A word-for-word copy of the data is what's wanted, with no pictures.

::: SUPPLIED ENTRIES :::

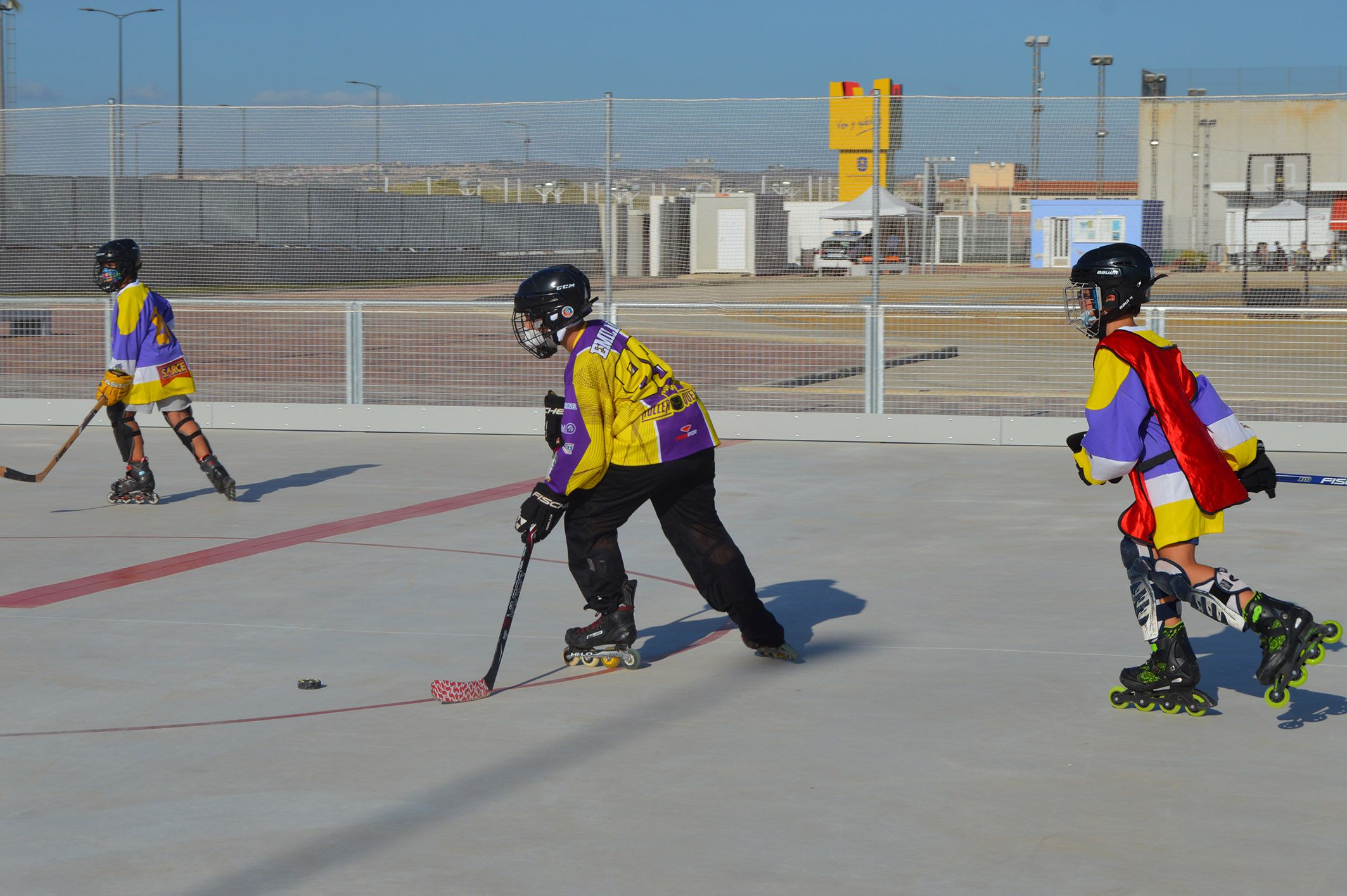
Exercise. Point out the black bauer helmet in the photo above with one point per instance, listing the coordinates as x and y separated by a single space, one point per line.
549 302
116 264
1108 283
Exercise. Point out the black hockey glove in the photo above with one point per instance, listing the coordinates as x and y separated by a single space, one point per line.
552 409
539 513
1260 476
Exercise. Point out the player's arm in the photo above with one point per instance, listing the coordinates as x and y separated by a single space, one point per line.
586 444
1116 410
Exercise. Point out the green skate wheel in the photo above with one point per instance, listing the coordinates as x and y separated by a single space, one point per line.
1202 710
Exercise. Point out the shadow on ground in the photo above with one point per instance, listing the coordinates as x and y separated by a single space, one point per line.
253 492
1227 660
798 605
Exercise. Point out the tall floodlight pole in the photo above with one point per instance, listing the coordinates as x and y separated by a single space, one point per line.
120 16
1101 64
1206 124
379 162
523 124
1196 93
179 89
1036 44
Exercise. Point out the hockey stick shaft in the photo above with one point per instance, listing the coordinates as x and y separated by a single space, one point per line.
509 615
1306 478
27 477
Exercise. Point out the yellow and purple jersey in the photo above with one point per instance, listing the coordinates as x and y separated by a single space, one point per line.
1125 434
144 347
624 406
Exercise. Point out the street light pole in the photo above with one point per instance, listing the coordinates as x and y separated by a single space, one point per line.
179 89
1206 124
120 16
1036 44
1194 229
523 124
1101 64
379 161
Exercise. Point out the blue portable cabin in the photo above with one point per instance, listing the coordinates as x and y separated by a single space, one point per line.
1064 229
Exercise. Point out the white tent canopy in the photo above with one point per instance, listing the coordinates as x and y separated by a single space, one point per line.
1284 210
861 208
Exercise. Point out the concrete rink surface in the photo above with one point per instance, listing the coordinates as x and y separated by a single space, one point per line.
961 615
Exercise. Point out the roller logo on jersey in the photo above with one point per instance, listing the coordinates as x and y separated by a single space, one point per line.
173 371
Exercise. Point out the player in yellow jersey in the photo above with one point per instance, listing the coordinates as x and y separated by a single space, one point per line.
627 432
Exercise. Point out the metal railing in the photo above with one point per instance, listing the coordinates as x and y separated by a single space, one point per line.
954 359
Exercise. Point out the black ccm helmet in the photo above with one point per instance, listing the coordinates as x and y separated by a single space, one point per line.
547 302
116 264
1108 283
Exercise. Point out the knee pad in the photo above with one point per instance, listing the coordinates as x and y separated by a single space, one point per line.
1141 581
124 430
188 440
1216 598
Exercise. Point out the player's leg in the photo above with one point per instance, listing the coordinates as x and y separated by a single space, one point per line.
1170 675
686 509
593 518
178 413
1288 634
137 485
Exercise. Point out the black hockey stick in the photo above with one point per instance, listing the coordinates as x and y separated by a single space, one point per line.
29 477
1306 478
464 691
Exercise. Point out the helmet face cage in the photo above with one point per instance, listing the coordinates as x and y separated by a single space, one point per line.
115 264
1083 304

:::

### ANSWER TO THIS PROBLEM
Exercise. Point out the black bauer helmet in the photo above with one point per instance, listing the coordinates as x and y separated by a single space, one point per line.
549 302
116 264
1108 283
Exercise. Point out the black hockey glove in the photo above with one point per instance, listing the coordinates as x and y separated by a single space, one point per line.
552 409
539 513
1260 476
Exercise. Point out the player's arm in the photo above with one point per instance, listing the coordinates as x and y separated by a single space, one point per line.
586 444
1116 410
Exercise. Point out the green skate wheel in the photo above with one point per instance, listing the coordinates as x and y separated by a single space, one point per line.
1202 710
Exercise. Point out the shadow on ground in the photo above with one point per instance, listing the coordinates as x and y separated by a single space, one point per line.
253 492
1227 660
798 605
Exercise. Point out the tall floodlight pole in the photo above with one point per instance, listing the coordinates as x and y separated by a single space, one point per line.
120 16
1101 64
1206 124
379 162
523 124
1196 93
179 89
1036 44
Exercise. Point out the hockey stick shaft in the photo above with one point per instance, listing the coordinates as x and y separated by a single space, one point per line.
509 615
1306 478
27 477
Exercise. Point out the yellow and purple jersey in the photo above with one point per instance, listing the coordinates as x and y separated by a single space, one point per line.
1125 434
144 347
624 406
Exercise. Point out the street light pole in the photo above with one point per instance, listing the coordinates as x and y separated by a single space, one point per line.
179 89
1206 124
120 16
1036 44
1194 229
523 124
1101 64
379 161
Exercise. Point out the blue portable cabin in the photo above with one point per instance, listing the coordinates as x and y separated by a single space, one point per line.
1064 229
Exercise. Point out the white tent canopy in the photo above with one point per instance, listing the coordinates as x and y separated by a single space, one point per line.
1284 210
861 208
Exercise. Point out the concrete rink surface in the photo above with one point per instance, listing the coordinates as x and y separated by a single space, one point per line.
961 615
Exercise. Point out the roller logo on jersey in the photo above with one point per instance, listing the coordinates as x and y separated by a single space, one point per line.
173 371
Exercise. Point out the player in yellow jersey in the photo above with one point per instance, listing the coordinates as x and y separated by a single space, one point per line.
627 432
Exercise. Point out the metal railing in the photo above with one point per instance, listing the coordinates as x and y separated by a single space, one point per line.
954 359
Exercise. Point out the black ccm helmet in the photo above with one point per instance, listing the coordinates as x and y separated by a single space, one point per line.
547 302
116 264
1108 283
Exercise. Point out the knee pad in the photo above with one point per instance, listing the coordinates as x and y separated by a single space, one point per line.
1141 581
124 430
188 440
1216 598
Exercise. Point out the player's leg in the photo above with one point per instance, listing the coordinates as x and y separated by a single space, one point per line.
1170 675
686 509
593 518
178 413
1288 634
137 485
Exercise. Point out the black hockey stick in the photo above with one point per instance, listing the coordinates as x and y separated by a single space, one point per line.
29 477
1306 478
464 691
Exercise. Point out the helmet face cage in the photo above with one point per instance, listing the coordinates as x and y separated by a single space, one point per line.
115 264
1083 304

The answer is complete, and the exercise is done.